» Source document:
##############################

Herschel chimes in. He admits that Tom has lots of talent but that he was a distraction and wouldn't follow direction. He brings up the "shet up" incident and explicitly says that Tom's clowning around pulled the team members' focus off of the work and their crashing deadlines. Trump realizes Herschel has fulfilled his sole purpose for being in the board room and dismisses him. Herschel joins the others upstairs and sadly predicts that Scott will be fired.
Back in the board room, Tom takes a savvy tack and basically bargains with Trump. He claims he knows how to control groups in a creative setting and promises to prove himself as PM the next week if Trump will fire Scott. Erin isolates the reason why Kotu lost: EEE. She wants to settle once and for all whether EEE was Scott's idea. Scott starts in on another 45-minutes oration about his creative inspiration. Tom interrupts and brings up that the brainstorming lasted six hours. Trump wonders why so long. Tom says Clint slowed the creative process. Trump asks why Scott didn't bring Clint to the boardroom, instead of Herschel. Scott says Clint was a team player and a pit bull.

##############################

(Collected data entries)
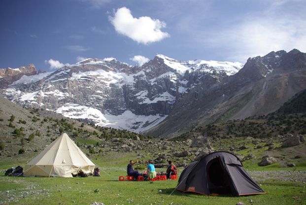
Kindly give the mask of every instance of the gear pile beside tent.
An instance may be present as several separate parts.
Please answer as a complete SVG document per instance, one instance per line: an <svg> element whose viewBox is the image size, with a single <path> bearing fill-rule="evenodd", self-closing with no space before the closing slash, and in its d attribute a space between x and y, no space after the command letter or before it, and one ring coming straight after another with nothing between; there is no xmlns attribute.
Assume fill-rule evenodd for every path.
<svg viewBox="0 0 306 205"><path fill-rule="evenodd" d="M96 166L64 133L25 167L25 176L72 177L82 171L93 173Z"/></svg>

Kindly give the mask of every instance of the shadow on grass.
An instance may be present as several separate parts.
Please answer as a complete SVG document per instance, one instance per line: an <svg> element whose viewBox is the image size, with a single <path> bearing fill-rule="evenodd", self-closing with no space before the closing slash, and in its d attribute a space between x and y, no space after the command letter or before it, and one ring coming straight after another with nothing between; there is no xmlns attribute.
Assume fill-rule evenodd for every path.
<svg viewBox="0 0 306 205"><path fill-rule="evenodd" d="M171 194L172 192L173 192L172 194L171 194L171 195L183 196L185 197L195 197L195 196L203 196L203 197L225 197L225 198L238 197L238 196L234 196L231 194L219 194L216 196L207 196L207 195L204 195L203 194L198 194L198 193L194 193L194 192L181 192L177 190L175 190L175 191L174 191L174 188L173 189L172 188L161 189L160 190L162 190L162 192L161 193L161 194L164 194L165 195L170 195L170 194ZM244 197L244 196L242 197Z"/></svg>

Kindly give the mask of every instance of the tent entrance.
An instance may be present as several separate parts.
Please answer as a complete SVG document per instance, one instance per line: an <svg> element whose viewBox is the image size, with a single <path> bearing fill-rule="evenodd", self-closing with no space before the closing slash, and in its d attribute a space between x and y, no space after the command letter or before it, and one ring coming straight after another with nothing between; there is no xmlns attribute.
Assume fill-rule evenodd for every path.
<svg viewBox="0 0 306 205"><path fill-rule="evenodd" d="M220 158L210 161L207 164L207 182L210 194L231 194L230 176L221 165Z"/></svg>

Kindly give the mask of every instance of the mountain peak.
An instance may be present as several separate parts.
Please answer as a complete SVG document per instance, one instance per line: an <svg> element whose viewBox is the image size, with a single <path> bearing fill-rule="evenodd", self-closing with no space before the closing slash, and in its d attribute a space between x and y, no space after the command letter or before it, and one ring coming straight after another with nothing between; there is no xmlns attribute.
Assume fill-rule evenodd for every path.
<svg viewBox="0 0 306 205"><path fill-rule="evenodd" d="M296 48L294 48L294 49L292 49L290 51L289 51L288 53L290 54L298 54L300 53L301 51Z"/></svg>

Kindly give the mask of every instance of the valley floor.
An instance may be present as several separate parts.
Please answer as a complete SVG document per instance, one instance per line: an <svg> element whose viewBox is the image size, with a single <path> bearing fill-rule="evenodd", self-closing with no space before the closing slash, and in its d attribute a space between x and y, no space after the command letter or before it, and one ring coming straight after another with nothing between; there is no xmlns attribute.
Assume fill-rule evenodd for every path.
<svg viewBox="0 0 306 205"><path fill-rule="evenodd" d="M236 205L241 202L245 205L294 205L306 202L305 171L251 171L267 194L235 197L183 193L174 191L177 180L153 184L119 181L118 176L125 174L124 170L118 171L117 168L102 170L100 177L1 176L0 204L90 205L97 202L104 205ZM282 180L279 173L294 181L288 181L286 178ZM269 178L258 180L263 174Z"/></svg>

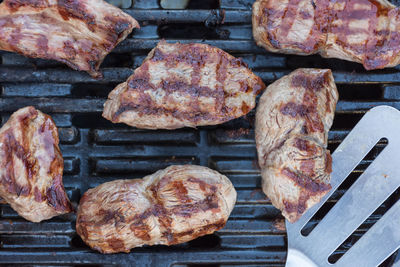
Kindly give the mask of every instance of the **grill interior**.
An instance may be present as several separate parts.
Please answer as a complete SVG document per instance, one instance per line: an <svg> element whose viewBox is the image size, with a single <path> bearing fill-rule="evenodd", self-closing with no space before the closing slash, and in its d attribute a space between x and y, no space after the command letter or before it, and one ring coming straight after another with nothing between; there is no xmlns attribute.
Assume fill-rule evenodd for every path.
<svg viewBox="0 0 400 267"><path fill-rule="evenodd" d="M101 117L108 93L140 66L161 38L220 47L242 57L267 85L299 67L331 68L340 94L329 134L333 151L368 109L382 104L400 109L400 68L366 72L356 63L267 53L252 40L253 0L192 0L186 10L163 10L157 0L110 2L124 8L142 28L106 58L103 80L93 80L57 62L0 52L2 123L27 105L53 116L65 159L64 185L75 206L88 188L120 178L140 178L171 164L200 164L227 175L238 191L237 205L226 227L213 235L172 247L101 255L77 236L73 214L30 223L3 202L0 265L283 266L287 249L284 220L261 192L254 111L220 126L144 131L115 125ZM384 146L385 140L377 144L323 212L334 205ZM332 257L340 257L351 247L397 201L397 195L399 190ZM311 227L321 216L317 214ZM382 266L390 266L395 258L393 255Z"/></svg>

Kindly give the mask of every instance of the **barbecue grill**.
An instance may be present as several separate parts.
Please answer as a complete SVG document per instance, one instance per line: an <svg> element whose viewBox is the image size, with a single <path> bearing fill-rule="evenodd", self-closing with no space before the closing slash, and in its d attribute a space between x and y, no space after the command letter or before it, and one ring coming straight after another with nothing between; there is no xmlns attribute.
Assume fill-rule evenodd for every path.
<svg viewBox="0 0 400 267"><path fill-rule="evenodd" d="M0 1L1 2L1 1ZM0 265L28 266L283 266L285 224L261 191L254 142L254 111L220 126L175 131L138 130L101 117L108 93L125 81L160 39L207 43L242 57L268 85L298 67L331 68L340 93L329 133L333 151L362 115L377 105L400 109L400 68L363 70L360 64L319 56L270 54L251 33L253 0L192 0L185 10L163 10L158 0L112 0L141 24L102 65L104 79L47 60L0 52L0 115L5 123L18 108L34 105L59 127L65 159L64 185L77 206L91 187L115 179L141 178L172 164L199 164L227 175L238 200L227 225L212 235L171 247L135 248L102 255L75 232L75 215L31 223L0 204ZM392 1L400 5L400 1ZM384 148L381 140L305 229L343 195ZM338 259L399 198L396 191L332 255ZM397 254L383 266L391 266Z"/></svg>

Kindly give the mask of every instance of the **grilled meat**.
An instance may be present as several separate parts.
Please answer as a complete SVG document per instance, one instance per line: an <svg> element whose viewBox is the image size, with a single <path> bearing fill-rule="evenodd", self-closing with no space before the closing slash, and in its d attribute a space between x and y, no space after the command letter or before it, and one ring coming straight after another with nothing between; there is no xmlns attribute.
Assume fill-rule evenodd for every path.
<svg viewBox="0 0 400 267"><path fill-rule="evenodd" d="M103 117L146 129L215 125L247 114L264 88L241 59L221 49L161 41L110 93Z"/></svg>
<svg viewBox="0 0 400 267"><path fill-rule="evenodd" d="M235 201L226 176L206 167L171 166L143 179L88 190L80 201L76 230L102 253L174 245L223 228Z"/></svg>
<svg viewBox="0 0 400 267"><path fill-rule="evenodd" d="M102 77L100 64L139 24L102 0L4 0L0 50L54 59Z"/></svg>
<svg viewBox="0 0 400 267"><path fill-rule="evenodd" d="M253 35L271 52L319 53L382 69L400 63L399 16L386 0L258 0Z"/></svg>
<svg viewBox="0 0 400 267"><path fill-rule="evenodd" d="M298 69L271 84L256 113L262 188L290 221L331 189L327 147L338 92L330 70Z"/></svg>
<svg viewBox="0 0 400 267"><path fill-rule="evenodd" d="M18 110L0 129L0 197L29 221L72 211L58 142L51 117L34 107Z"/></svg>

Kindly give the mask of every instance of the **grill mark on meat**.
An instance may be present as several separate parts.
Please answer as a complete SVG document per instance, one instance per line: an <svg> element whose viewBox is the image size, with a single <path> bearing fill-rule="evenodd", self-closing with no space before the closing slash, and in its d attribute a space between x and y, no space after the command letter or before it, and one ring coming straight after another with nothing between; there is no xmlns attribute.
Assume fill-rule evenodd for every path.
<svg viewBox="0 0 400 267"><path fill-rule="evenodd" d="M326 151L325 172L326 173L332 172L332 156L329 151Z"/></svg>
<svg viewBox="0 0 400 267"><path fill-rule="evenodd" d="M292 118L296 116L303 117L306 127L304 129L305 133L324 131L324 124L317 111L316 103L318 103L318 97L316 91L320 91L327 85L328 75L328 72L326 72L323 76L315 77L315 79L309 79L309 77L303 74L294 76L291 81L292 86L305 89L303 103L296 104L289 102L280 108L280 112L283 115L288 115Z"/></svg>
<svg viewBox="0 0 400 267"><path fill-rule="evenodd" d="M126 19L121 19L119 17L112 17L112 16L105 16L104 19L106 21L111 21L111 25L112 25L112 30L114 33L117 35L117 38L112 38L113 41L116 41L116 39L121 37L121 34L124 33L126 30L128 30L131 26L130 21L126 20Z"/></svg>
<svg viewBox="0 0 400 267"><path fill-rule="evenodd" d="M19 44L19 42L22 39L22 34L21 34L21 29L20 28L16 28L14 30L12 30L12 33L10 35L10 39L8 40L10 43L10 46L14 47L14 49L16 49L16 51L20 51L17 48L17 45Z"/></svg>
<svg viewBox="0 0 400 267"><path fill-rule="evenodd" d="M40 190L37 187L35 187L34 196L36 202L43 202L46 200L46 198L43 197L42 192L40 192Z"/></svg>
<svg viewBox="0 0 400 267"><path fill-rule="evenodd" d="M82 20L94 32L96 27L95 16L89 13L85 5L79 0L57 0L57 7L64 20L69 20L70 18Z"/></svg>
<svg viewBox="0 0 400 267"><path fill-rule="evenodd" d="M182 181L172 182L172 188L174 189L175 196L179 199L180 202L192 202L192 199L188 196L188 191Z"/></svg>
<svg viewBox="0 0 400 267"><path fill-rule="evenodd" d="M48 42L49 42L49 40L44 35L40 35L37 38L36 44L37 44L37 47L39 48L38 53L43 54L43 55L47 54L47 51L49 50Z"/></svg>
<svg viewBox="0 0 400 267"><path fill-rule="evenodd" d="M308 199L309 196L307 194L301 194L297 203L293 203L288 200L283 200L283 204L287 212L289 213L295 212L297 214L303 214L307 209L306 202Z"/></svg>
<svg viewBox="0 0 400 267"><path fill-rule="evenodd" d="M47 202L56 211L72 211L71 203L69 202L67 195L65 194L61 175L58 174L54 177L52 185L47 189L46 198Z"/></svg>
<svg viewBox="0 0 400 267"><path fill-rule="evenodd" d="M300 151L305 151L307 154L315 154L317 152L317 148L315 145L310 144L310 141L296 138L294 141L294 146Z"/></svg>
<svg viewBox="0 0 400 267"><path fill-rule="evenodd" d="M32 180L34 170L32 164L28 161L27 153L25 152L24 147L15 139L11 131L5 133L4 146L5 166L3 168L5 168L6 171L1 177L1 183L11 194L28 196L31 191L29 180ZM25 165L25 171L28 178L28 183L25 186L19 185L16 181L13 155L15 155Z"/></svg>
<svg viewBox="0 0 400 267"><path fill-rule="evenodd" d="M329 81L329 73L325 72L323 75L319 75L310 79L305 74L298 74L292 78L293 87L302 87L306 90L320 91L322 88L327 86Z"/></svg>
<svg viewBox="0 0 400 267"><path fill-rule="evenodd" d="M172 209L172 214L190 218L193 214L208 210L211 210L213 213L221 211L218 205L218 197L215 193L211 193L205 199L195 203L178 205Z"/></svg>
<svg viewBox="0 0 400 267"><path fill-rule="evenodd" d="M125 222L125 217L119 210L100 209L98 212L98 216L103 217L103 219L99 222L99 225L109 224L110 221L113 220L115 227L118 227L119 223Z"/></svg>
<svg viewBox="0 0 400 267"><path fill-rule="evenodd" d="M250 111L250 107L246 104L246 102L242 101L242 106L240 107L243 114L247 114Z"/></svg>
<svg viewBox="0 0 400 267"><path fill-rule="evenodd" d="M64 41L63 51L69 59L75 59L77 51L71 41Z"/></svg>
<svg viewBox="0 0 400 267"><path fill-rule="evenodd" d="M171 180L171 177L166 176L163 177L156 185L150 187L150 192L152 193L153 200L154 200L154 207L153 207L153 215L157 218L162 231L162 236L166 237L168 242L170 242L170 238L172 237L171 232L171 224L172 219L168 216L168 211L163 205L162 199L158 196L158 191L162 186L168 183Z"/></svg>
<svg viewBox="0 0 400 267"><path fill-rule="evenodd" d="M309 177L314 177L315 176L315 159L305 159L302 160L300 163L300 171L302 174L309 176Z"/></svg>
<svg viewBox="0 0 400 267"><path fill-rule="evenodd" d="M290 178L300 188L305 188L312 194L318 194L320 192L328 191L331 189L331 185L325 183L319 183L312 180L310 177L291 171L289 168L283 168L281 174Z"/></svg>
<svg viewBox="0 0 400 267"><path fill-rule="evenodd" d="M203 191L203 192L206 192L207 183L204 182L203 180L195 178L195 177L190 177L190 178L188 178L188 181L191 182L191 183L197 183L199 185L199 187L200 187L200 190ZM217 190L217 188L215 186L213 186L211 188L211 190L215 191L215 190Z"/></svg>
<svg viewBox="0 0 400 267"><path fill-rule="evenodd" d="M330 113L332 111L331 110L331 93L328 90L326 90L325 96L326 96L325 112Z"/></svg>
<svg viewBox="0 0 400 267"><path fill-rule="evenodd" d="M130 225L130 229L137 238L140 238L144 241L151 240L151 236L149 234L151 229L150 226L145 222L134 222Z"/></svg>

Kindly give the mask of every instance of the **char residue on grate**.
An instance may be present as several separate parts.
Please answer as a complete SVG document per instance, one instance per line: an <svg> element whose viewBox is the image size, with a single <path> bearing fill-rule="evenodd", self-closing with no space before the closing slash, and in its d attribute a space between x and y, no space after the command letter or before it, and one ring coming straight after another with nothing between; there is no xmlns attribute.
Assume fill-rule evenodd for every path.
<svg viewBox="0 0 400 267"><path fill-rule="evenodd" d="M341 96L329 133L329 148L334 150L368 109L382 104L400 109L399 68L366 72L359 64L335 59L267 53L252 40L250 0L204 1L185 10L163 10L158 0L112 3L139 20L141 29L106 58L103 80L93 80L54 61L0 52L2 123L27 105L53 116L65 158L64 184L75 206L88 188L120 178L140 178L171 164L200 164L227 175L238 191L237 205L226 227L213 235L177 246L101 255L77 236L73 214L35 224L1 202L0 265L283 266L287 245L284 220L261 191L254 111L220 126L146 131L103 119L108 93L140 66L161 38L222 48L242 57L266 84L299 67L331 68ZM377 151L382 146L384 142ZM358 177L377 154L370 153L351 177ZM341 187L329 201L331 205L350 184ZM392 196L389 202L396 200ZM388 203L336 254L343 253L376 222ZM394 259L395 255L384 266Z"/></svg>

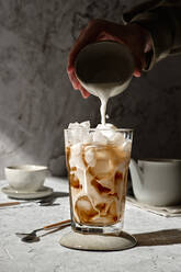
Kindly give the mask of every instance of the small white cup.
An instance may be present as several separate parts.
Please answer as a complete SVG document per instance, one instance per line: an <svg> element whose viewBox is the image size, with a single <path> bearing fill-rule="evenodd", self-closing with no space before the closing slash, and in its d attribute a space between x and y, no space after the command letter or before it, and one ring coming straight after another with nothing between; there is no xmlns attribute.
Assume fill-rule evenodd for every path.
<svg viewBox="0 0 181 272"><path fill-rule="evenodd" d="M37 192L43 188L48 169L44 166L9 166L4 169L9 185L19 192Z"/></svg>
<svg viewBox="0 0 181 272"><path fill-rule="evenodd" d="M181 204L181 160L131 160L135 197L152 206Z"/></svg>

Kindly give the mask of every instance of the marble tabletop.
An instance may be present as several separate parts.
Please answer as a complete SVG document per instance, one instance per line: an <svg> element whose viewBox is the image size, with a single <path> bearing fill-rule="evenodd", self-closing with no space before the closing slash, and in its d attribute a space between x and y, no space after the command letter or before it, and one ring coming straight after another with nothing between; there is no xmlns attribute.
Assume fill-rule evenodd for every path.
<svg viewBox="0 0 181 272"><path fill-rule="evenodd" d="M0 188L7 181L0 181ZM95 252L72 250L59 245L70 227L48 234L38 242L25 243L16 231L31 231L69 218L67 179L48 178L57 199L54 206L36 203L0 209L0 271L1 272L180 272L181 217L166 218L126 203L124 230L138 241L124 251ZM0 192L0 202L12 201ZM44 231L45 233L45 231ZM43 233L42 233L43 234Z"/></svg>

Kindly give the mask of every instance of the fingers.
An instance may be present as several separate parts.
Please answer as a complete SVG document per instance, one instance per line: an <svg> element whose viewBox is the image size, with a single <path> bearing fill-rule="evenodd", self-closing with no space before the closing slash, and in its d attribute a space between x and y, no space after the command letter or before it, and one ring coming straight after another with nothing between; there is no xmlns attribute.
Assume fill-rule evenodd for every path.
<svg viewBox="0 0 181 272"><path fill-rule="evenodd" d="M97 39L98 34L102 29L102 21L101 20L92 20L86 29L83 29L72 49L70 50L69 58L68 58L68 67L71 67L75 63L77 54L88 44L93 43Z"/></svg>

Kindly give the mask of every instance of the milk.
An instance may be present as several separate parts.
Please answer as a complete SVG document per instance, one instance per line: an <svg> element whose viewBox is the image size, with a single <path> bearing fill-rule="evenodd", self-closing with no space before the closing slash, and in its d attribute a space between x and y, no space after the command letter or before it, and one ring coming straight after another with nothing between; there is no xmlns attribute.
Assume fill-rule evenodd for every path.
<svg viewBox="0 0 181 272"><path fill-rule="evenodd" d="M109 99L127 88L134 67L127 46L111 41L89 44L78 54L75 64L77 79L89 93L100 99L102 125L105 125Z"/></svg>

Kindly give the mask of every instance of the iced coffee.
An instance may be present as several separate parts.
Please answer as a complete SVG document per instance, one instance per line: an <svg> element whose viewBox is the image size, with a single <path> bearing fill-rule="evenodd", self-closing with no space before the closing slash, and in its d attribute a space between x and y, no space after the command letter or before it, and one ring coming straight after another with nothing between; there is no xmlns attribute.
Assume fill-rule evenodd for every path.
<svg viewBox="0 0 181 272"><path fill-rule="evenodd" d="M123 227L132 131L89 122L65 129L72 228L117 233Z"/></svg>

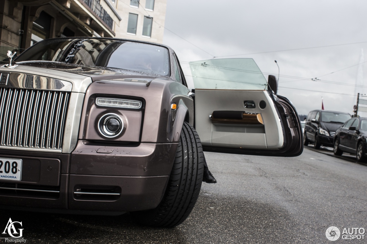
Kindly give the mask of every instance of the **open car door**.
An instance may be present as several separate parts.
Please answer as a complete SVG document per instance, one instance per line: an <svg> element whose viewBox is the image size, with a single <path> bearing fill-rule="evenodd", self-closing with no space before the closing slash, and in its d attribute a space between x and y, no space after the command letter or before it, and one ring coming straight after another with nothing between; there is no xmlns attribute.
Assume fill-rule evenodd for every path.
<svg viewBox="0 0 367 244"><path fill-rule="evenodd" d="M204 151L294 156L303 150L295 108L277 95L252 59L190 63L195 126Z"/></svg>

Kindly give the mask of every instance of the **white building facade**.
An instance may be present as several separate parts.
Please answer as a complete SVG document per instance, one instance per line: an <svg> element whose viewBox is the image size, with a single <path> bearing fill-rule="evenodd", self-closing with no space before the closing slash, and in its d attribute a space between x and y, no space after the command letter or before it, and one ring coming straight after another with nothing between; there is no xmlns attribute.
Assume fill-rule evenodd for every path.
<svg viewBox="0 0 367 244"><path fill-rule="evenodd" d="M121 18L116 37L163 42L167 0L111 0Z"/></svg>

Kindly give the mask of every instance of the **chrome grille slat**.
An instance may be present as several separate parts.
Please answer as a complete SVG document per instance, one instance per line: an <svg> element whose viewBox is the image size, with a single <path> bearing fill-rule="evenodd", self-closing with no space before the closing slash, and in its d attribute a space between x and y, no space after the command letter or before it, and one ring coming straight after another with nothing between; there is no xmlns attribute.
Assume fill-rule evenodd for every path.
<svg viewBox="0 0 367 244"><path fill-rule="evenodd" d="M22 145L23 147L26 147L27 145L28 145L28 133L29 133L29 123L30 122L30 119L32 118L30 115L32 113L32 111L33 111L34 109L33 108L33 103L32 103L32 101L33 101L33 99L34 99L34 91L32 90L32 93L30 99L30 101L29 103L29 109L28 110L28 112L27 114L27 123L26 124L25 132L24 133L24 136L23 137L23 138L24 138L24 144L22 144Z"/></svg>
<svg viewBox="0 0 367 244"><path fill-rule="evenodd" d="M69 93L0 88L0 146L62 149Z"/></svg>
<svg viewBox="0 0 367 244"><path fill-rule="evenodd" d="M59 98L59 101L57 103L58 104L60 104L61 101L62 101L62 98L64 97L63 93L61 93L60 95L60 97ZM56 118L55 119L55 121L56 121L56 128L55 130L55 132L58 131L58 126L59 123L58 122L59 121L60 119L60 114L61 108L60 107L60 106L58 106L57 107L57 111L56 112ZM54 133L54 141L52 144L52 148L55 148L56 146L56 143L57 143L56 141L56 137L57 136L57 133L56 132Z"/></svg>
<svg viewBox="0 0 367 244"><path fill-rule="evenodd" d="M1 90L1 97L0 98L0 103L1 103L1 104L0 105L0 125L3 124L3 118L4 118L3 116L3 112L4 112L4 108L5 105L5 102L4 101L5 98L6 97L6 95L7 94L8 91L5 89L2 89ZM0 131L4 131L4 129L2 126L0 127Z"/></svg>
<svg viewBox="0 0 367 244"><path fill-rule="evenodd" d="M18 90L16 90L14 91L14 95L13 95L13 99L12 99L11 103L13 105L11 106L11 109L10 110L10 116L9 117L9 128L7 130L8 133L6 135L6 142L8 145L10 144L10 135L11 134L14 128L14 112L15 112L16 108L17 98L18 96Z"/></svg>
<svg viewBox="0 0 367 244"><path fill-rule="evenodd" d="M61 117L61 126L60 127L60 132L59 134L59 140L58 140L58 143L57 147L60 148L62 146L62 140L61 139L62 138L62 135L64 133L64 123L65 122L65 120L66 117L66 113L67 111L67 106L68 106L68 102L69 101L69 93L66 93L65 95L65 98L64 99L64 104L63 106L62 107L62 116Z"/></svg>
<svg viewBox="0 0 367 244"><path fill-rule="evenodd" d="M45 109L45 111L49 111L50 110L50 100L51 100L51 92L50 91L48 91L47 92L47 102L46 103L46 109ZM48 124L47 119L48 118L48 113L45 112L44 114L44 115L43 116L43 123L42 123L42 125L40 125L39 126L40 127L41 125L43 125L43 129L42 130L42 137L41 137L40 140L40 141L42 141L41 144L42 145L43 145L42 146L43 148L45 147L44 147L45 133L46 132L47 132L47 125ZM39 134L38 133L37 134Z"/></svg>
<svg viewBox="0 0 367 244"><path fill-rule="evenodd" d="M11 90L10 92L9 93L9 95L8 96L8 99L7 99L6 101L6 108L5 109L5 113L4 114L4 116L5 118L4 118L4 122L5 122L4 126L2 126L4 128L4 130L3 131L3 133L2 133L1 137L1 144L6 144L5 143L5 136L6 135L6 131L7 129L7 126L8 126L8 120L7 119L7 115L8 114L8 111L9 111L9 108L10 107L10 104L11 104L11 99L10 98L11 97L12 95L13 92L12 90Z"/></svg>
<svg viewBox="0 0 367 244"><path fill-rule="evenodd" d="M18 97L18 103L17 104L17 108L15 109L15 110L17 111L17 112L15 114L15 123L14 123L14 129L13 130L13 136L12 137L12 141L11 143L12 145L17 146L17 144L18 144L18 142L17 137L17 134L18 131L18 125L19 123L19 113L21 111L21 107L22 106L22 104L23 103L22 102L23 100L23 90L20 90L20 92L19 94L19 96Z"/></svg>
<svg viewBox="0 0 367 244"><path fill-rule="evenodd" d="M48 122L48 129L47 130L47 138L48 138L47 141L47 148L49 148L50 147L50 145L51 143L51 138L52 138L51 136L51 134L52 133L52 131L51 130L51 126L52 125L52 123L54 122L54 114L55 113L55 108L56 106L56 103L55 102L56 98L57 97L57 93L55 93L54 96L54 98L52 100L52 108L51 109L51 112L50 114L50 120Z"/></svg>
<svg viewBox="0 0 367 244"><path fill-rule="evenodd" d="M24 125L24 120L25 119L26 111L27 110L27 108L28 107L28 97L29 95L29 91L27 90L25 92L26 94L24 98L24 104L23 106L22 110L22 117L21 117L21 125L19 127L19 132L18 134L18 138L19 140L18 141L18 145L19 146L22 145L23 143L23 136L24 135L24 130L23 129L23 126Z"/></svg>

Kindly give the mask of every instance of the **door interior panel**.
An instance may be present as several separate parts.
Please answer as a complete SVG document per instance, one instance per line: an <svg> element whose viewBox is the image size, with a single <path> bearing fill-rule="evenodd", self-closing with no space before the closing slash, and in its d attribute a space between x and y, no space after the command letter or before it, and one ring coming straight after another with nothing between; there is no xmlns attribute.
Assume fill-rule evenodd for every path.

##############################

» Action item: From the boardroom recap, transcribe word for word the passage starting at "Back in the" and ending at "a pit bull.".

» Output for this exercise:
Back in the board room, Tom takes a savvy tack and basically bargains with Trump. He claims he knows how to control groups in a creative setting and promises to prove himself as PM the next week if Trump will fire Scott. Erin isolates the reason why Kotu lost: EEE. She wants to settle once and for all whether EEE was Scott's idea. Scott starts in on another 45-minutes oration about his creative inspiration. Tom interrupts and brings up that the brainstorming lasted six hours. Trump wonders why so long. Tom says Clint slowed the creative process. Trump asks why Scott didn't bring Clint to the boardroom, instead of Herschel. Scott says Clint was a team player and a pit bull.